INFORMATION SHOWN
────────

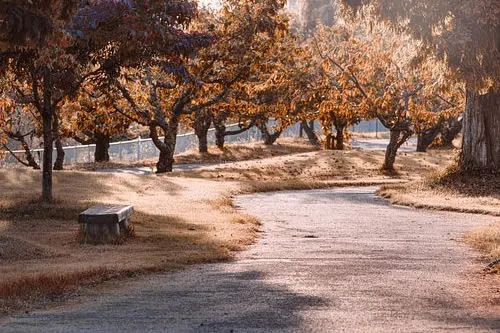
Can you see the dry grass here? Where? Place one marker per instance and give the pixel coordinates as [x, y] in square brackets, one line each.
[479, 194]
[183, 219]
[174, 226]
[320, 166]
[486, 239]
[454, 191]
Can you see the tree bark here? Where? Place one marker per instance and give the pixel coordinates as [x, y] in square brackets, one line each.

────────

WHAT THE TASK ASKS
Give the material above again exactly as it stands, minus any images.

EXERCISE ANSWER
Can you see the dry grass here? Where? Place one marker per instance and give the pixel coordinates as [x, y] in square brackets, one line each.
[479, 194]
[183, 219]
[174, 226]
[320, 166]
[486, 239]
[454, 191]
Can you see the tree bark here? Where? Place one marker per instance and give the pixel coordinates as [x, y] in square brackets, one line each.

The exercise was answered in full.